*TEXT PASSAGE*:
================

# Anomaly Detection: The Local Outlier Factor (LOF) Model

## Introductory Remarks

Anomalies are data points that are different from other observations in some way, typically measured against a model fit to the data. On the contrary with the ordinary descriptive statistics, we are interested here to found where these anomalous data points exist and not exclude them as outliers.

We assume the anomaly detection task is unsupervised, i.e. we don’t have training data with points labeled as anomalous. Each data point passed to an anomaly detection model is given a score indicating how different the point is relative to the rest of the dataset. The calculation of this score varies between models, but a higher score always indicates a point is more anomalous. Often a threshold is chosen to make a final classification of each point as typical or anomalous; this post-processing step is left to the user.

The **GraphLab Create (GLC) Anomaly Detection toolkit** currently includes three models for two different data contexts: 

* **Local Outlier Factor**, for detecting outliers in multivariate data that are assumed to be independently and identically distributed,
* **Moving Z-score**, for scoring outliers in a univariate, sequential dataset, typically a time series, and
* **Bayesian Changepoints** for identifying changes in the mean or variance of a sequential series.

================

*TASK LIST*:
- a) Render this sentence from the anomaly detection text in Spanish: "The calculation of this score varies between models, but a higher score always indicates a point is more anomalous."
- b) Reproduce the anomaly detection text from "## Introductory Remarks" up to and including "them as outliers.".
- c) According to the anomaly detection text, which model in the toolkit identifies changes in the mean or variance of a sequential series?
The data after this point come from a separate source.

*COLLECTED DATA*:
================

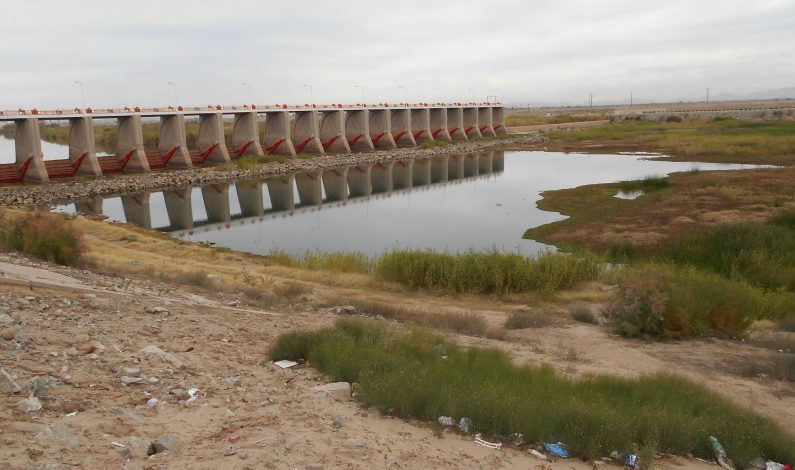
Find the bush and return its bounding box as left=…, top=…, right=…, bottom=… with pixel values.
left=0, top=211, right=85, bottom=265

================

*ANSWERS FOR THE EXERCISE*:
- a) El cálculo de esta puntuación varía entre modelos, pero una puntuación más alta siempre indica que un punto es más anómalo.

- b)
## Introductory Remarks

Anomalies are data points that are different from other observations in some way, typically measured against a model fit to the data. On the contrary with the ordinary descriptive statistics, we are interested here to found where these anomalous data points exist and not exclude them as outliers.

- c) Bayesian Changepoints.